Task instructions |
Some lines hold the string "flower". Copy all of them from the material that follows.

Stored data |
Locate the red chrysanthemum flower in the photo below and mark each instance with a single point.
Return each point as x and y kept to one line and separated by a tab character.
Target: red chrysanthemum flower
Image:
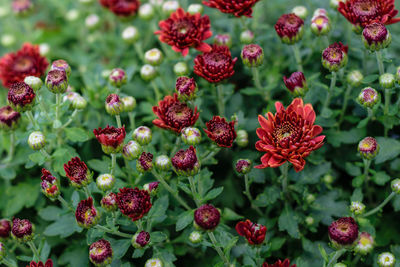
236	7
27	61
174	115
279	263
253	232
183	30
133	203
110	138
122	8
216	65
220	131
289	135
360	13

Written reply |
Locate the red chrysanthemum flower in the photo below and mark each instance with a single point.
Target: red chrysanthemum flower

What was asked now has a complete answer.